### WORK INSTRUCTIONS
Tell how many lines of the material below hold "blue". The reply is that number alone.

### RECORDS TO PROCESS
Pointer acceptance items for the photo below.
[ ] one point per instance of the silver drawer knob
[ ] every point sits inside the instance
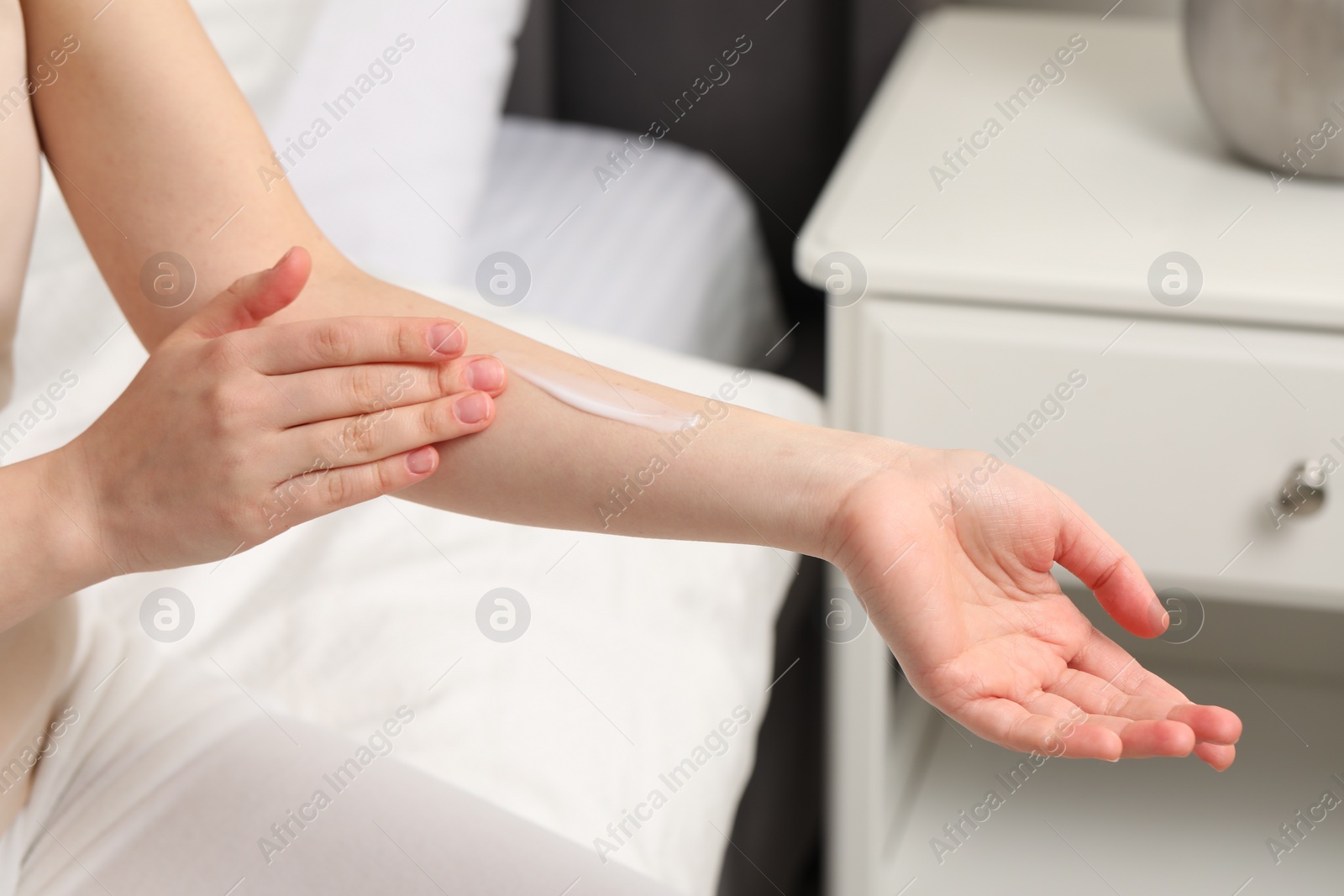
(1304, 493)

--

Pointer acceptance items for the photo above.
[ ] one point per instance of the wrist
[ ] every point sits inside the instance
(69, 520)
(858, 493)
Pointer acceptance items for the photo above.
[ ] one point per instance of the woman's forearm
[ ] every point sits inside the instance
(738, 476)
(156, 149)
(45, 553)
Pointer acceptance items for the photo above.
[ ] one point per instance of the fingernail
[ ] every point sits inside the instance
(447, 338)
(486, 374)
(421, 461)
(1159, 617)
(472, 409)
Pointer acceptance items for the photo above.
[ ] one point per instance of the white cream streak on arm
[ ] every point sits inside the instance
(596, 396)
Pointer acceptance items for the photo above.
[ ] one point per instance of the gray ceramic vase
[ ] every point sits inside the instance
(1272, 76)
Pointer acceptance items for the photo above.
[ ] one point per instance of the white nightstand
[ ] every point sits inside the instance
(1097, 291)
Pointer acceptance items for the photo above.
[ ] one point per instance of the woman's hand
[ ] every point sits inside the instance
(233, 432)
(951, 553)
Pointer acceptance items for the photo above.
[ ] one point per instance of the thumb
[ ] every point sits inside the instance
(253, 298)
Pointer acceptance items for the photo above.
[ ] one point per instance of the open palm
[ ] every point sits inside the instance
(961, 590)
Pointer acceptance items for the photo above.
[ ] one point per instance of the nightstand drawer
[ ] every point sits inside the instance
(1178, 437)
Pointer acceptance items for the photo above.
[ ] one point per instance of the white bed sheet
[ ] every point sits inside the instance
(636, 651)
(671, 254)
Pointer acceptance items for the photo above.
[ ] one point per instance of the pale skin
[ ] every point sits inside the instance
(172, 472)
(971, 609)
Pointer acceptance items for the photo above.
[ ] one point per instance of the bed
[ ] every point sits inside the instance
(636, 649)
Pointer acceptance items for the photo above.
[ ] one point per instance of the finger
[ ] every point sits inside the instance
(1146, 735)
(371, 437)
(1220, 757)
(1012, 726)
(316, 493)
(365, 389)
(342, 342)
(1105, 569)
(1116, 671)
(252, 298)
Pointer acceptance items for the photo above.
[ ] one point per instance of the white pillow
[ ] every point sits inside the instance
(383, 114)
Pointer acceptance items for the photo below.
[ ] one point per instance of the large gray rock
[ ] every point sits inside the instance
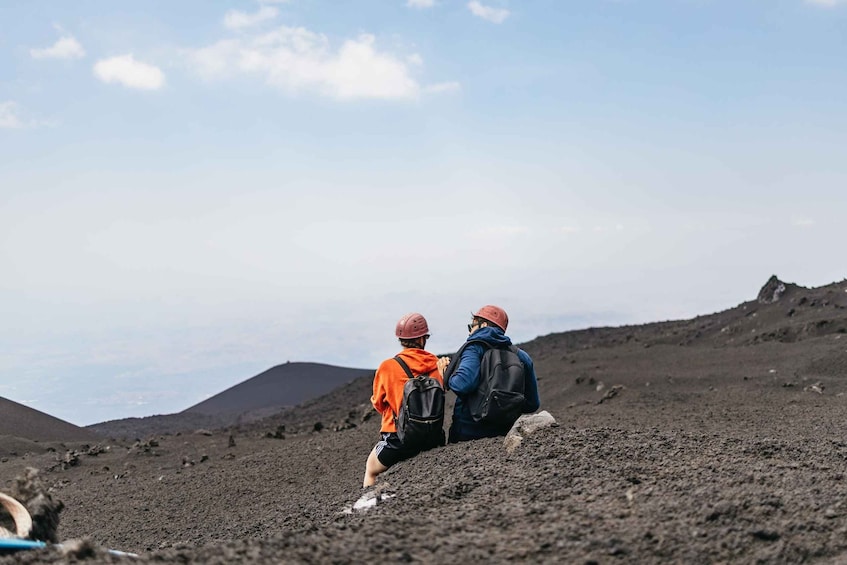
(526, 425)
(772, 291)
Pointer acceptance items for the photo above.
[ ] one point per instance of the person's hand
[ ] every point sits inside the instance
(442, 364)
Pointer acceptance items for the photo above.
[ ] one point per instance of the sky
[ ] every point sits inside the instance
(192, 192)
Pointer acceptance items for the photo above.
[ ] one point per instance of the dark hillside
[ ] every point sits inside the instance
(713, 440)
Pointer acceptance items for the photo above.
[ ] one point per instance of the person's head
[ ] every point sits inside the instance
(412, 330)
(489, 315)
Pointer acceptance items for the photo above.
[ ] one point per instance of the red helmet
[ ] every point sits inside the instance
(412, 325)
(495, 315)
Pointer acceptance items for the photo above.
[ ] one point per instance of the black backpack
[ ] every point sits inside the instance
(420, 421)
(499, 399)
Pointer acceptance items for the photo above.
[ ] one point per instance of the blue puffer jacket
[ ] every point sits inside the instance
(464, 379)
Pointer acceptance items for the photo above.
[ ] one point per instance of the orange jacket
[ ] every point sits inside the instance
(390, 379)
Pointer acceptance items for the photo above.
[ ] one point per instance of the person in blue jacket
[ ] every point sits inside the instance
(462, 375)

### ANSWER SECTION
2